[Dataset items]
======

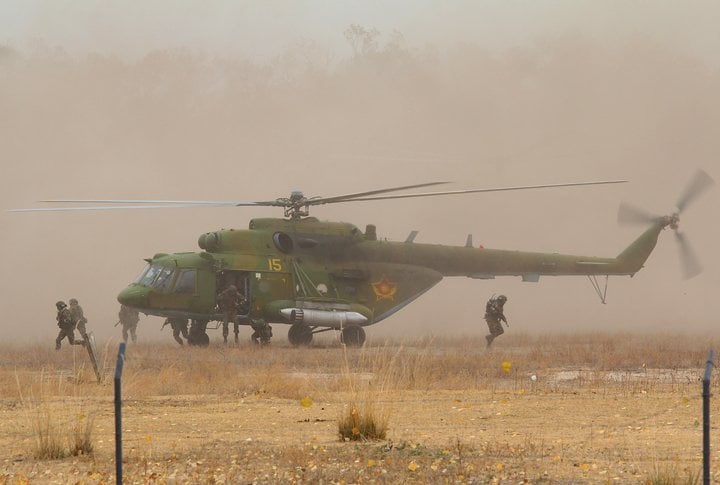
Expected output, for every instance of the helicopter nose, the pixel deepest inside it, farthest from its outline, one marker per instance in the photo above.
(135, 296)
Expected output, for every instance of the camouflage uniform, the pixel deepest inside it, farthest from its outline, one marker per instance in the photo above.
(262, 333)
(493, 316)
(129, 318)
(78, 317)
(179, 326)
(66, 324)
(228, 301)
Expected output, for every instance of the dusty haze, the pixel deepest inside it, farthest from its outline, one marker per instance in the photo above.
(250, 103)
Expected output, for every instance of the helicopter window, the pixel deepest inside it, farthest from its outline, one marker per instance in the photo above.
(283, 242)
(186, 281)
(149, 275)
(164, 279)
(142, 273)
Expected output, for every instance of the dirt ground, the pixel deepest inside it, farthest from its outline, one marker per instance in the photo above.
(552, 424)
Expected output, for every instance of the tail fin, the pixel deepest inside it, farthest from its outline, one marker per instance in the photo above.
(632, 259)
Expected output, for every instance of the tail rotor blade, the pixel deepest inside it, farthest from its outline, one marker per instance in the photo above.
(700, 183)
(629, 214)
(691, 266)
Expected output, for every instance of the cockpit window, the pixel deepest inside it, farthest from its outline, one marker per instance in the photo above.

======

Exercise details: Could you write out, unchanged, the line with "Expected output, for every instance of the tail rotor" and every line after it in the data above?

Task response:
Expected output, for every instance of the tail rotor blade, the pixel deepest inside it, farthest from its outline, one marker per instance in the photo above.
(700, 183)
(629, 214)
(691, 266)
Expected output, for every instance of the cockpit window, the pixel deepest inside it, farthest from its outline, one marker per instance in the photo above.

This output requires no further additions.